Extracted data entries:
++++
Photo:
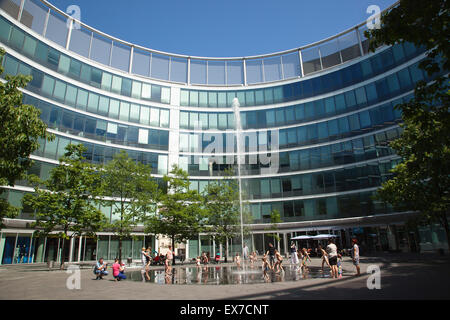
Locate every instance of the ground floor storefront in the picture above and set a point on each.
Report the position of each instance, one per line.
(19, 246)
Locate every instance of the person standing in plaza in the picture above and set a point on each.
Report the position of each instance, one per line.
(168, 261)
(118, 271)
(305, 258)
(245, 252)
(271, 253)
(324, 257)
(332, 257)
(100, 269)
(355, 256)
(294, 256)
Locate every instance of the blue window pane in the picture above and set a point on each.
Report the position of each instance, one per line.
(354, 122)
(312, 132)
(309, 110)
(393, 84)
(270, 117)
(371, 92)
(333, 127)
(329, 105)
(279, 114)
(307, 89)
(323, 130)
(301, 134)
(350, 99)
(319, 107)
(404, 78)
(361, 98)
(300, 112)
(364, 117)
(343, 125)
(292, 136)
(340, 102)
(290, 115)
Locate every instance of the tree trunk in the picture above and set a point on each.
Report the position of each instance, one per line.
(120, 249)
(444, 222)
(63, 254)
(226, 250)
(173, 250)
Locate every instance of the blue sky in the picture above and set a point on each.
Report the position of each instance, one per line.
(222, 28)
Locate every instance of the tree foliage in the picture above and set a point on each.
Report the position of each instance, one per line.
(20, 130)
(134, 191)
(421, 181)
(222, 204)
(275, 219)
(180, 214)
(67, 202)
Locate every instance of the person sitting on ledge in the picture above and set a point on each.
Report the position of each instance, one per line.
(100, 269)
(118, 271)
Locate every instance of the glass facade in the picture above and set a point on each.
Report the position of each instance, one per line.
(322, 115)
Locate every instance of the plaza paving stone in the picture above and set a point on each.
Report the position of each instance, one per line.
(408, 276)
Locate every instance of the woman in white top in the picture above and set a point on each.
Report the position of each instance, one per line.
(332, 257)
(294, 256)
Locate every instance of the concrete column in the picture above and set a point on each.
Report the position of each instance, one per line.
(2, 247)
(71, 244)
(79, 248)
(347, 238)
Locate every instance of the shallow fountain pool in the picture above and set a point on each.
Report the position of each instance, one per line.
(222, 275)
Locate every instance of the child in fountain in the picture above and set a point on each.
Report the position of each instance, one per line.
(279, 261)
(265, 264)
(237, 259)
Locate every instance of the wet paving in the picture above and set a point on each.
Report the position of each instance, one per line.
(223, 275)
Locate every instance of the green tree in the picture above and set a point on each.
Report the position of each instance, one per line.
(67, 201)
(134, 190)
(180, 214)
(421, 181)
(20, 129)
(275, 219)
(221, 199)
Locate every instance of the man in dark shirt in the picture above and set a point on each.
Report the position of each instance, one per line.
(271, 253)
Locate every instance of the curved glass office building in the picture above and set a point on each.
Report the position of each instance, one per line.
(309, 128)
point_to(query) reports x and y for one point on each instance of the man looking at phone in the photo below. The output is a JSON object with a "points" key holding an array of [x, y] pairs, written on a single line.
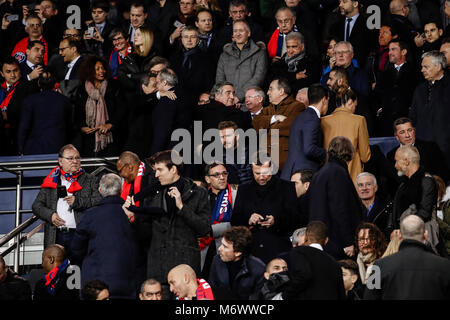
++++
» **Your objective**
Filter the records above, keeping every line that contains the word "blue". Treat uppercase and lowercase letters as different.

» **Problem solution**
Locate every instance of the blue window pane in the picture above and set a point on each.
Locate every instance of the blue sky in the picture above and set a point on each.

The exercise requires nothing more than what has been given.